Problem description:
The data below must be copied in full and without any change.

Provided records:
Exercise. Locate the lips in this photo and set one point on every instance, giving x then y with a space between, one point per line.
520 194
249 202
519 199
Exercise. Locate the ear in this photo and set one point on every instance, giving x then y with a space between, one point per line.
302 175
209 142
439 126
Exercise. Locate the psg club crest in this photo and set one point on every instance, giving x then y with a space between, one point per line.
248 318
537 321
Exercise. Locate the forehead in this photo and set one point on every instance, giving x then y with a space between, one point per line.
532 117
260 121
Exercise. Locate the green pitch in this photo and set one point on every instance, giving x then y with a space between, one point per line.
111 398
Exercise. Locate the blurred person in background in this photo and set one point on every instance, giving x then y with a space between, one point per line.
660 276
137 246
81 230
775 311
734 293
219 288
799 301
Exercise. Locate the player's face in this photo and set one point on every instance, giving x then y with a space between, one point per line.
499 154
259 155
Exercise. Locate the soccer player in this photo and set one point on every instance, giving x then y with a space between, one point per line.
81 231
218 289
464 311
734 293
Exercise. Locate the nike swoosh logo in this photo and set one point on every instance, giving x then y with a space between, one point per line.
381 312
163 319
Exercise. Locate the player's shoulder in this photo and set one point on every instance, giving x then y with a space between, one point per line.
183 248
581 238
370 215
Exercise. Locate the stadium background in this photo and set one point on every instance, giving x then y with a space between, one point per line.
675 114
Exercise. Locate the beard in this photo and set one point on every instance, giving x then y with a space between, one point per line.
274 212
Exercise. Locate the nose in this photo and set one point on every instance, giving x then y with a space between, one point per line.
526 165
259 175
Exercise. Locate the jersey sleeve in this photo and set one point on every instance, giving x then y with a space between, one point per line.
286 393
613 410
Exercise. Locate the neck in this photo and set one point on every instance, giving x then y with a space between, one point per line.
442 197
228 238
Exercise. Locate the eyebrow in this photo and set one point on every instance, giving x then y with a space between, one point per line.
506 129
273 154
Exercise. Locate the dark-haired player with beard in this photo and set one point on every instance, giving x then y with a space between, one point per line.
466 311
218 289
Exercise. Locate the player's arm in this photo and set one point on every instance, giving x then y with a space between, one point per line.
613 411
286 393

Solution:
Exercise. Locate the lips in this photo and set one point on every instance, giving x then y with a space between, one point per line.
520 194
249 202
519 199
Exercise. Locate the ear in this photo and set one point on every instance, giving x then y with a space between, one point per line.
302 175
209 142
439 126
Exercise. Locate the psg club crest in this photo and set one point on every instance, giving x then y with a space between, one point per line.
248 318
537 321
Exercise. Locate the forehead in this photo and set one point on every instance, giving x then y with a space between, one point per line.
532 117
260 121
Exercise. Locate the green pitch in this photo and set one point on every instance, giving x then y with a space between, one point per line.
111 398
Exercise. Locate the blurred person in background in this photo and set one point on every instance, giving x then y with a space between, one point per line.
660 276
137 246
81 230
775 311
734 293
219 288
799 301
Exercise. Locate the player's face in this photo and set one point on every instance, giving x then y with a space between, one point per line.
499 154
259 155
Exercise. Locate the soccer player in this photo and set one point on every instance, giving x then y with a space between, one point per line.
81 231
218 289
464 311
734 293
Exercise. Locate the nike swoosh logo in this photo and set one point on every instance, giving x then y with a space between, one point per line.
381 312
163 319
Exercise. Locate the player's shoulder in this photo and set one point on every instance, giving x then y with a space between, one point per line.
183 248
581 238
370 215
Exercise. Locate the stadium background in this photo and set one point on every instance, giving x then y with a space between, one point per line.
675 114
Exercise. Locate the beard in this photo and set one point on every instance, giving x then y with a space between, one point per line.
274 212
Exercise. Locate the nose in this photo and set one point on every instance, giving x then y with a space between, one point per line.
526 165
259 175
Exercise. Locate the jersey sleeve in this photo and set one point on every instance, giving x then y with a space between, one point per line.
286 393
613 410
Exercise. Locate the neck in this photo and set one point on every instance, giving x then y with a space between, one point per line.
442 197
228 238
Exercise. Locate the eyebrow in this photo and set one point on every instance, giving x then y with a space between, one point per line.
506 129
273 154
Exercise. Locate the dark-haired player with beard in this photo and set one point on every instance, giving x then y with a space between, one point per line.
466 311
218 289
Exercise. Locate the player's arm in this photo and set one point on every instance, giving x then y with a space between, one point per line.
613 411
286 393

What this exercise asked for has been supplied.